» Data provided
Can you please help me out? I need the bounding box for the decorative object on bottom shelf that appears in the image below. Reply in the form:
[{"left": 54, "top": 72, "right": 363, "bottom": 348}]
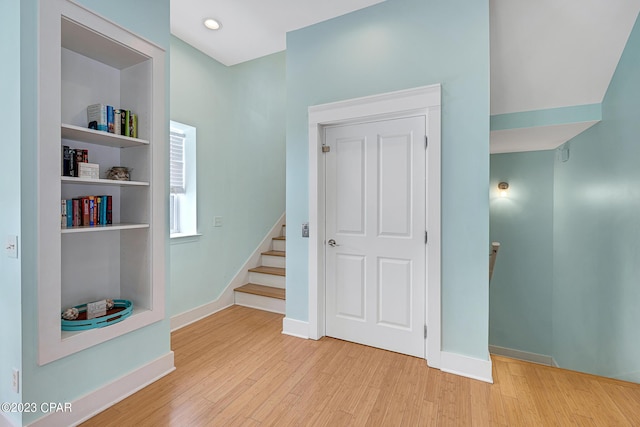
[
  {"left": 60, "top": 299, "right": 133, "bottom": 331},
  {"left": 105, "top": 166, "right": 131, "bottom": 181}
]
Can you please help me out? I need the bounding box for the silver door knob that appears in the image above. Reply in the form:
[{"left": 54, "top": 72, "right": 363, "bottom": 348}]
[{"left": 328, "top": 239, "right": 340, "bottom": 247}]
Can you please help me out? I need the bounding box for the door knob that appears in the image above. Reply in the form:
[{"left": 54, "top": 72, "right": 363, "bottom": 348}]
[{"left": 328, "top": 239, "right": 340, "bottom": 247}]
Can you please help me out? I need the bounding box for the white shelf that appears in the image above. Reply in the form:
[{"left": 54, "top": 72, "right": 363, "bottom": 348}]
[
  {"left": 61, "top": 223, "right": 149, "bottom": 234},
  {"left": 61, "top": 123, "right": 149, "bottom": 148},
  {"left": 61, "top": 176, "right": 149, "bottom": 186}
]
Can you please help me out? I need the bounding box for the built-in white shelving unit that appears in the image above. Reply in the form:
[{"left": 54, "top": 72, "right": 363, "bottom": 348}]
[{"left": 37, "top": 0, "right": 166, "bottom": 364}]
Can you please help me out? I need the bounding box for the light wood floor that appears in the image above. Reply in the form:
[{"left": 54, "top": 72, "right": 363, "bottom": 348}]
[{"left": 82, "top": 306, "right": 640, "bottom": 426}]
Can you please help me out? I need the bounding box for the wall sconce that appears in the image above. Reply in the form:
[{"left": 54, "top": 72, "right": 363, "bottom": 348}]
[{"left": 498, "top": 182, "right": 509, "bottom": 197}]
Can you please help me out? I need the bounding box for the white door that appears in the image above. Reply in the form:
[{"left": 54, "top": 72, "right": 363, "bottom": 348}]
[{"left": 325, "top": 115, "right": 426, "bottom": 358}]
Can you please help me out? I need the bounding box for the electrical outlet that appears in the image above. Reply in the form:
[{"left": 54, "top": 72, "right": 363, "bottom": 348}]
[{"left": 12, "top": 368, "right": 19, "bottom": 393}]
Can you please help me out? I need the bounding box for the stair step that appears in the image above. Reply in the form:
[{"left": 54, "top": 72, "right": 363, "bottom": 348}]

» Task
Go through the records above. Copy each line in which the string "door" appears.

» Response to the task
Can you please help me out? I need the bounding box for the silver door knob that appears in the image above. Reply in the form:
Can you please help me out? I need the bounding box for the door knob that appears in the image above. Reply in the form:
Can you please help me out? I need the bounding box for the white door that appears in the image above. Reply in the form:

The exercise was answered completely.